#### [What needs to be done]
Repeat all entries exactly.

#### [Available data]
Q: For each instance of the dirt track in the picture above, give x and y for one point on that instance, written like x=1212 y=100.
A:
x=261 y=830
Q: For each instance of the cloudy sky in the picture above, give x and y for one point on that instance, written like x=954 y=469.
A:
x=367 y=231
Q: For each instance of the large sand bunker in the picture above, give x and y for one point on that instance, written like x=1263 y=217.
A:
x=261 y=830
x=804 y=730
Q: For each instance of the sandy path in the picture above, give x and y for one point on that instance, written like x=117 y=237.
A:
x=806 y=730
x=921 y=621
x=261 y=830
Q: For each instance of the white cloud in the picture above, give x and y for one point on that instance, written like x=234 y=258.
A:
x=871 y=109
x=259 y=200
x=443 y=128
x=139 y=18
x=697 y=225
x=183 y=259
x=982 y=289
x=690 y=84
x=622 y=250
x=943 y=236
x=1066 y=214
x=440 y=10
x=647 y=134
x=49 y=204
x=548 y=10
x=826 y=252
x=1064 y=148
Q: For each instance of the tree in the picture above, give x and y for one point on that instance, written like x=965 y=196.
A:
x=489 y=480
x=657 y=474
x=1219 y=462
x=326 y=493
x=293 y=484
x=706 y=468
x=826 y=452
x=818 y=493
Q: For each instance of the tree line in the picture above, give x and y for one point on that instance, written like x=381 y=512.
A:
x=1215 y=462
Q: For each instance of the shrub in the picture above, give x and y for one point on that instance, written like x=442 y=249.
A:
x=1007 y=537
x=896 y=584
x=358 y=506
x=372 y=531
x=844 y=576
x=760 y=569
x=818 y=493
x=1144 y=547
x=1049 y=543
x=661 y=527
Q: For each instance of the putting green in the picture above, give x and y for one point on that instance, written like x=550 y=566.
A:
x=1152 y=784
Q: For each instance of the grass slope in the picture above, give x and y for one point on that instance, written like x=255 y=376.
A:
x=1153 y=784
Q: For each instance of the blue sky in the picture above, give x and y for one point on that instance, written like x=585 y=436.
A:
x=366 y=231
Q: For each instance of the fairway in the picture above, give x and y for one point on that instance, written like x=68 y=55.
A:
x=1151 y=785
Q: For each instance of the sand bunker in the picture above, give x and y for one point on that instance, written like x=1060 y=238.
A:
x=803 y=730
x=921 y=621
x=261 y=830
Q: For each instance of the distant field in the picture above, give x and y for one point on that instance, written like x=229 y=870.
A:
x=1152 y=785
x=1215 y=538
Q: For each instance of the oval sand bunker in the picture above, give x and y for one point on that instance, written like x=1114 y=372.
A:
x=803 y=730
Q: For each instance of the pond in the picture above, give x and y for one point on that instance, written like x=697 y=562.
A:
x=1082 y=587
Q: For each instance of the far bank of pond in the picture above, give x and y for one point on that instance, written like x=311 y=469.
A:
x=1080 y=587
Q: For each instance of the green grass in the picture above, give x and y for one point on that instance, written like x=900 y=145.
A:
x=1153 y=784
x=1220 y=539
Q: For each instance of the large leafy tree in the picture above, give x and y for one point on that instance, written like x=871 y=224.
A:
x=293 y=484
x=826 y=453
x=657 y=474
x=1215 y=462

#### [Correct output]
Q: For each instance of the dirt track in the picture above, give x and y for one point on that instance, written like x=1212 y=100.
A:
x=261 y=830
Q: For each instance of the cloudy sky in the picture above, give x and y for one point on that instance, written like x=954 y=469.
A:
x=367 y=231
Q: For each instance of the large sand bunker in the picture above, give x and y for one point on that instance, written like x=1263 y=217.
A:
x=261 y=830
x=804 y=730
Q: For each instance of the sandy path in the picture above, give x and y for one point on that instance, written like x=117 y=237.
A:
x=806 y=730
x=921 y=621
x=261 y=830
Q: For each instance of the white cloud in the picture above, give x and y for one point on that instance, written like x=234 y=258.
A:
x=871 y=109
x=259 y=200
x=443 y=128
x=139 y=18
x=697 y=225
x=183 y=259
x=982 y=289
x=690 y=84
x=622 y=250
x=943 y=236
x=1066 y=214
x=440 y=10
x=647 y=134
x=49 y=204
x=548 y=10
x=826 y=252
x=1064 y=148
Q: For each instance of the tree in the picture above, give x and y for one point on that instance, written like x=965 y=196.
A:
x=489 y=480
x=657 y=474
x=1219 y=462
x=326 y=493
x=293 y=484
x=706 y=468
x=826 y=452
x=818 y=493
Q: For each instance of the tree line in the picture above, give x and y for one point on that instance, written like x=381 y=512.
A:
x=1215 y=462
Q: For each instance of the shrub in the picture above, give x and y for one point on that instance, written like x=442 y=249.
A:
x=1007 y=537
x=896 y=584
x=358 y=506
x=372 y=531
x=844 y=576
x=760 y=569
x=818 y=493
x=1144 y=547
x=1049 y=543
x=661 y=527
Q: For each instance of the putting green in the picture above, give x and y for one point on that instance, written like x=550 y=566.
A:
x=1152 y=784
Q: For each instance of the grass slope in the picture above, give x and y for one point on that instance, written like x=255 y=376.
A:
x=1153 y=784
Q: For each instance of the blue sky in the picture above, give x and y for one point on that instance, written like x=585 y=436.
A:
x=366 y=231
Q: For each instance of the fairway in the picture above, give x and y for one point on that instance, written like x=68 y=55.
A:
x=1151 y=785
Q: For each instance of the sand bunker in the picture above, give x and y for one point on that instance, written like x=1060 y=238.
A:
x=803 y=730
x=921 y=621
x=261 y=830
Q: For each instance of the distant field in the picture above, give x and y for one point on that instance, written like x=229 y=870.
A:
x=1152 y=785
x=1215 y=538
Q: For each instance of the oval sand bunker in the picture above, give x and y for one point on that instance, written like x=1114 y=372.
A:
x=803 y=730
Q: For each instance of the pond in the picture above, give x and y for one point on that instance, written like x=697 y=562.
A:
x=1082 y=587
Q: For each instance of the far bank of pond in the picture above, give x and y for one point on that instance, written like x=311 y=469.
A:
x=1080 y=587
Q: For each instance of the green grass in the picture above, give x and y for one point on that instance, written like x=900 y=145.
A:
x=1153 y=784
x=1220 y=539
Q: For each instance of the large leafy tree in the picture above, give x and y for one point on that instance, written like x=871 y=224.
A:
x=293 y=484
x=826 y=453
x=657 y=474
x=1215 y=462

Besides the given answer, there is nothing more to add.